— Short problem —
Turn the records below into a JSON list of strings, one string per line, with blank lines dropped and the pictures left out.
— begin —
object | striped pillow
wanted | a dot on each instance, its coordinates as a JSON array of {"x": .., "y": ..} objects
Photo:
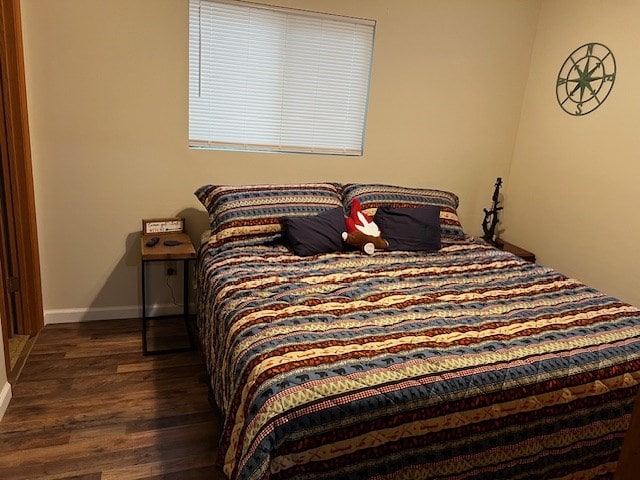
[
  {"x": 372, "y": 196},
  {"x": 251, "y": 214}
]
— end —
— Answer to the problem —
[
  "object | striped pillow",
  "wanted | a dot on each instance, its coordinates as a JSON array of {\"x\": .., \"y\": ..} objects",
  "Photo:",
  "[",
  "  {\"x\": 372, \"y\": 196},",
  "  {\"x\": 251, \"y\": 214}",
  "]"
]